:: Text passage
Now, if only Lua could follow the same path with their “tables” (“tables” is
what Lua programmers call their form of Python’s “dictionaries” and Perl’s
“hashes”).

I just spent eight hours earlier this week debugging Lua code which would run
differently on different invocations of the same code.

The standard way to iterate in a table with Lua is like this:

    
    
      for key, value in pairs(foo) do
    

One problem: The order we get elements from the table “foo” is undefined, and
_it can change between different invocations of the same Lua code, even if the
elements were put in the table in the same order_. In order to fix things so
that we can iterate a table in a consistent manner, this is my fix (public
domain [1], if those who want to copy and paste it):

    
    
      function sorted_table_keys(t)
        local a = {}
        local b = 1
        for k,_ in pairs(t) do -- pairs() use OK; will sort 
          a[b] = k
          b = b + 1
        end
        table.sort(a, function(y,z) return tostring(y) < tostring(z) end)
::::
:: Information provided
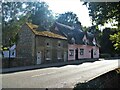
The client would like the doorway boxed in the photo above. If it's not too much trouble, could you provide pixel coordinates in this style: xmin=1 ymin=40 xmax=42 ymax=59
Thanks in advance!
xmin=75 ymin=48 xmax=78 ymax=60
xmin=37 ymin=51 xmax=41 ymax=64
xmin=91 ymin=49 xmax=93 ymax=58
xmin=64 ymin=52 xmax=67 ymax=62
::::
__Exercise task 1__.
Write out the passage on Lua tables word for word, starting with "for key, value" and going on through "function sorted_table_keys(t)".
__Exercise task 2__.
List each programming language the passage on Lua tables mentions, along with the name that passage gives for that language's form of the same data structure.
Work only from the passage on Lua tables, not from the entries.

__Task output 1__.
for key, value in pairs(foo) do
    

One problem: The order we get elements from the table “foo” is undefined, and
_it can change between different invocations of the same Lua code, even if the
elements were put in the table in the same order_. In order to fix things so
that we can iterate a table in a consistent manner, this is my fix (public
domain [1], if those who want to copy and paste it):

    
    
      function sorted_table_keys(t)

__Task output 2__.
Lua: tables
Python: dictionaries
Perl: hashes